What to produce — In the passage on self-care below, how is Kelly McGonigal described?

Source passage —
────────────────────
Self-care is a massive area of concern, growth, and learning for almost every. single. woman. I work with.
The conversations sound almost the same across the board.
“I just can’t seem to find the time.”
“I feel guilty about leaving my family to meet my own needs.”
“I don’t want to be selfish.”
“I try to do it and then I just end up folding laundry or something…there are always other priorities.”
And no matter what a woman’s reason for not engaging in self-care,
Sprinkled throughout the conversation, seemingly benign and yet ultimately toxic, are the SHOULDS.
“I should…get some exercise, take a bath, book a pedicure, take a weekend away, go on a date night, book a babysitter, buy myself a new outfit, meditate, get to yoga more often, have a girls night, call my best friend, read more books, listen to that podcast, go out for coffee, dust off my motorcycle / surf board / scuba gear / hiking boots…
…should, should, should.”
Research by the neuroscientist Kelly McGonigal, an expert on self-compassion, shows us that that whole
“quit shoulding yourself”
thing that we say
(which, ironically, is a should in and of itself)
is actually more important than we imagined.
────────────────────
Data —
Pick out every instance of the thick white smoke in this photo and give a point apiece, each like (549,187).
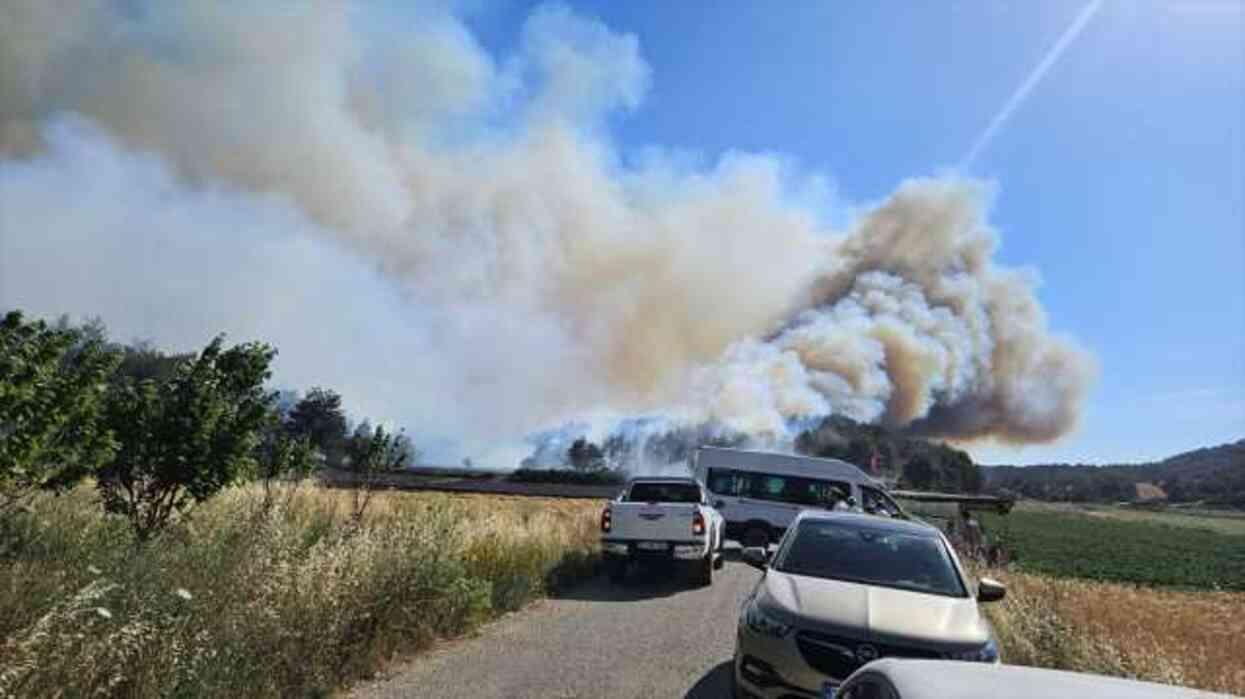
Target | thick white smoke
(452,241)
────────────────────
Answer to the exercise — She is described as a neuroscientist and an expert on self-compassion.